◆ What you have to do ◆
Copy word for word the lines of the records, beginning with the line that contains "of the black" and running through the last line of the records, with both the first and last lines included.

◆ Dataset records ◆
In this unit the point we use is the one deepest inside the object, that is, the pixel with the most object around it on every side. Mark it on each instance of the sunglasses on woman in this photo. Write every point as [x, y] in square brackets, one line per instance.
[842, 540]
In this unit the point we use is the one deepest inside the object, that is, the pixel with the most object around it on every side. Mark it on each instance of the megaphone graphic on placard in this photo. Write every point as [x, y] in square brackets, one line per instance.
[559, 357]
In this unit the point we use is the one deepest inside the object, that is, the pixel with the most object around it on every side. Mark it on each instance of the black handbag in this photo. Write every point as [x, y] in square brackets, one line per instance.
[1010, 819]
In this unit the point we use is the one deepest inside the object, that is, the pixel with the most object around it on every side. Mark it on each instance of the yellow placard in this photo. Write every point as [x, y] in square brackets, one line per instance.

◆ Full answer ◆
In this unit the point we use is the one deepest inside the object, that is, the pixel with the most object around it on every side. Mark it on each instance of the black handbag in this photo. Write every point as [x, y] in square brackets, one line per instance.
[1010, 819]
In this unit the point we use is the one deepest inside the object, that is, the pixel with the most object around it on every side. Mark it on each instance of the yellow placard in this photo. Write every point as [x, y] in square brackets, one line per instance.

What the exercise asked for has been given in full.